### Task requirements
Rescale the records below, from the line that contains "Where can the glass" through the end of the records, and give only those lines. Copy each line in full, requests included, but multiply every coordinate in the answers by 1.25 and round to a whole number, with halves rounded up.

....................

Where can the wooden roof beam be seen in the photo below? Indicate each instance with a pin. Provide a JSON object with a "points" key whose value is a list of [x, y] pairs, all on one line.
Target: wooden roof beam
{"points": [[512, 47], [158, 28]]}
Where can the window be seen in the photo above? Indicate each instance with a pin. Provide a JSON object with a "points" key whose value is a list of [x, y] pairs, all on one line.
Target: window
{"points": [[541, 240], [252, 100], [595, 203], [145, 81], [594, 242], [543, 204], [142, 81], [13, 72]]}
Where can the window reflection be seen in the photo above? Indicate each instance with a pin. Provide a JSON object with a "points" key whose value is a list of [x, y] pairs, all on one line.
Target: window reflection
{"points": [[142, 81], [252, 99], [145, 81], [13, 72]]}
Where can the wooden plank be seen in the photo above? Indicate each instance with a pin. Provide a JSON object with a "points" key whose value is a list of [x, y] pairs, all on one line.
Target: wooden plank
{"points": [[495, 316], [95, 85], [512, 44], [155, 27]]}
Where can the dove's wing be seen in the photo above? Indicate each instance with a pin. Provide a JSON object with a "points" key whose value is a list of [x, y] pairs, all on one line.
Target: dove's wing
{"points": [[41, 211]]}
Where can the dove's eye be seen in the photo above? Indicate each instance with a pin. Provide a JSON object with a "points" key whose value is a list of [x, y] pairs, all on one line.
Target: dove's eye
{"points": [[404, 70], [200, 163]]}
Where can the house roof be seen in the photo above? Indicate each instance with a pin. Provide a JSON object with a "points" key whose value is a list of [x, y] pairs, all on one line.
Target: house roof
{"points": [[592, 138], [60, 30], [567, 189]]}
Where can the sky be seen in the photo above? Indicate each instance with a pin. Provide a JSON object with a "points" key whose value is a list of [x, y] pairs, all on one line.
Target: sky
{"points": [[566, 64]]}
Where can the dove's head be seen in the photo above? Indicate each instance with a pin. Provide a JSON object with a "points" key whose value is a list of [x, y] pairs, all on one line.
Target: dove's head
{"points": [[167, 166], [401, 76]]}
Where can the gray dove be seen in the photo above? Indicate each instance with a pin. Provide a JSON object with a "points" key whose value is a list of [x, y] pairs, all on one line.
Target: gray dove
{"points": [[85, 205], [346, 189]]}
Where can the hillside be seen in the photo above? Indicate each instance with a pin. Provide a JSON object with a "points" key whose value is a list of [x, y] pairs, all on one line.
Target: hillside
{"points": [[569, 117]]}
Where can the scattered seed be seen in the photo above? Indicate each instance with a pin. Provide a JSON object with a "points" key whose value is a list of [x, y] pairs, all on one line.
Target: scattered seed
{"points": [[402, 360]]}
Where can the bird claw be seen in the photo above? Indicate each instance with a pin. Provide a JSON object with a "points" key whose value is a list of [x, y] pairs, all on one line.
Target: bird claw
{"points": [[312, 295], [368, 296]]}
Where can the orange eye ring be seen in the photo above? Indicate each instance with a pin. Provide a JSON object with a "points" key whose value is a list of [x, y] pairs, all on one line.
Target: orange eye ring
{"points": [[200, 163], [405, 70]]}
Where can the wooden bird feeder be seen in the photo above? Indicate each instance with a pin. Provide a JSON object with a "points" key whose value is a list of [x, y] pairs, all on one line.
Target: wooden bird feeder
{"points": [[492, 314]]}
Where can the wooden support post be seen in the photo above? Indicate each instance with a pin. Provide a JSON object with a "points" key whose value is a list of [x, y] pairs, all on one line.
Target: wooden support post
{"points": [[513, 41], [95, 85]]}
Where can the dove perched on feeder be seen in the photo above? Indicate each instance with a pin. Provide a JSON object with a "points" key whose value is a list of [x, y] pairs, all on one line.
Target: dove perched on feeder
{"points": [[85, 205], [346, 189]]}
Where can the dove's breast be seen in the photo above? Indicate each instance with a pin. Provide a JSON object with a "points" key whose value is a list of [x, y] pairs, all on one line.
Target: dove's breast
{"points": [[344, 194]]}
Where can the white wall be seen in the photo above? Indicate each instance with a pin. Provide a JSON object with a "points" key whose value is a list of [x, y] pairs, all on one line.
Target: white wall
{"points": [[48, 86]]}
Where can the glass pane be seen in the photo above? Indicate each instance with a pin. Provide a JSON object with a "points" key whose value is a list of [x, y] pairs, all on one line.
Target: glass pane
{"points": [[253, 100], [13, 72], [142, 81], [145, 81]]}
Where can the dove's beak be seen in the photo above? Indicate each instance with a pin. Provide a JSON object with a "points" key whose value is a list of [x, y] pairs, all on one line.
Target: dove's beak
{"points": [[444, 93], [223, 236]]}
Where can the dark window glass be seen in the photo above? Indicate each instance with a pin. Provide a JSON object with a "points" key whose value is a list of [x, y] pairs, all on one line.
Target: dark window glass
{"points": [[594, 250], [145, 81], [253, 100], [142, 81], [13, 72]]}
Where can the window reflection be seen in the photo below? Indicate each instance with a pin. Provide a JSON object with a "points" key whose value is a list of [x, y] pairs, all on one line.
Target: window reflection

....................

### Response below
Where can the glass pane be seen in the photo above? Indicate each instance with a pin. Provide a JSON object with a "points" key whose value is a list of [x, y] pairs, all on one line.
Target: glass pane
{"points": [[316, 125], [16, 90], [178, 101], [181, 101]]}
Where can the dove's beak be seen in the photo above? Indicate each instance with a pin. Provide a JSON object with a "points" key whose value is a list of [x, y] pairs, all on one line.
Target: dove's beak
{"points": [[555, 116], [279, 295]]}
Where can the dark window glass be seen in the photo above? Indicate each instance with a pin. Provide a JSON object with a "points" key whose value is a list of [x, y] pairs, all on one line.
Target: dark window glass
{"points": [[743, 313], [181, 101], [316, 125], [178, 101], [16, 90]]}
Where can the window reflection be seen in the photo below? Indicate each instance with a pin. Provide a JSON object with a "points" key whose value is a list of [x, y] pairs, all on one line.
Target: window reflection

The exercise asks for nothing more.